## Wybrany fragment
⟨

Muszę przyznać, że słuchawki wykonane zostały z gustem. Czerń, elementy srebrne oraz boczne zdobienia muszli, które można określić efektem płyty CD, są bardzo ładne, a przy tym uniwersalne. Pałąk uraczono dobrą jakościowo, grubą pianką termoelastyczną, która nie powinna wyrobić się za kilka(naście) miesięcy. Podobnie jest z poduchami. Już na pierwszy rzut oka widać, że mamy do czynienia z lepszej jakości materiałem skóropodobnym, nie zaś "typowo chińską ceratą". Równie dobrze wyglądają aluminiowe widełki malowane na czarno przechodzące w pałąk pozwalający na schodkową regulację, dzięki czemu można spodziewać się też dłuższej żywotności owej regulacji. Łączenie (szycie) kolejnych warstw skóry na pałąku jawi się jako solidne, a jedynym ozdobnikiem pałąka jest napis PRO na jego topie.
Logitech G Pro X Wireless - wygoda użytkowania
Na elementy dotyczące wygody użytkowania składa się nie tylko waga czy ogólna budowa słuchawek, ale także to, w jaki sposób producent podszedł do położenia przycisków, ich ilości czy też do budowy mikrofonu. Zacznę od tego ostatniego. Jak zaznaczałam już wcześniej, mikrofon został zbudowany w oparciu o giętki pałąk, jednak ostatecznie brak powracania do pierwotnego położenia występuje tylko wtedy, gdy manipulujemy nim w poziomie, a więc w kierunku od i do ust. Chcąc szybko wygiąć mikrofon w górę lub dół, ten będzie uparcie odbijał w drugim kierunku. Zastrzeżeń nie mam na szczęście w przypadku ulokowania złączy i działania kolejnych przycisków. Producent zdecydował się zamieścić je wszystkie na lewej klapie. Patrząc od góry otrzymujemy więc przycisk on/off mikrofonu, który będąc wyciśniętym ukazuje wokół czerwoną otoczkę oznaczającą, że mikrofon jest wyciszony (co jest nieco mylące, bo czerwień logicznie podpowiada, że trwa nagrywanie). Dalej mamy potencjometr (płynny, bez wyraźnych skoków, ale przyjemny w działaniu), przycisk on/off słuchawek, złącze USB-C oraz diodę baterii, a więc kolor zielony i czerwony prędko da nam do zrozumienia, ile mocy zostało w akumulatorze.

⟩

## Wymagania zadania
Przepisz wiernie fragment tekstu o słuchawkach: zacznij od miejsca ze słowami „Muszę przyznać, że” i zakończ po słowach „na jego topie.”.

## Fragment zbioru danych
⟨

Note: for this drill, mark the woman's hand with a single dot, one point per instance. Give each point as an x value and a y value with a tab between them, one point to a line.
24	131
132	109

⟩

## Wynik ćwiczenia
Muszę przyznać, że słuchawki wykonane zostały z gustem. Czerń, elementy srebrne oraz boczne zdobienia muszli, które można określić efektem płyty CD, są bardzo ładne, a przy tym uniwersalne. Pałąk uraczono dobrą jakościowo, grubą pianką termoelastyczną, która nie powinna wyrobić się za kilka(naście) miesięcy. Podobnie jest z poduchami. Już na pierwszy rzut oka widać, że mamy do czynienia z lepszej jakości materiałem skóropodobnym, nie zaś "typowo chińską ceratą". Równie dobrze wyglądają aluminiowe widełki malowane na czarno przechodzące w pałąk pozwalający na schodkową regulację, dzięki czemu można spodziewać się też dłuższej żywotności owej regulacji. Łączenie (szycie) kolejnych warstw skóry na pałąku jawi się jako solidne, a jedynym ozdobnikiem pałąka jest napis PRO na jego topie.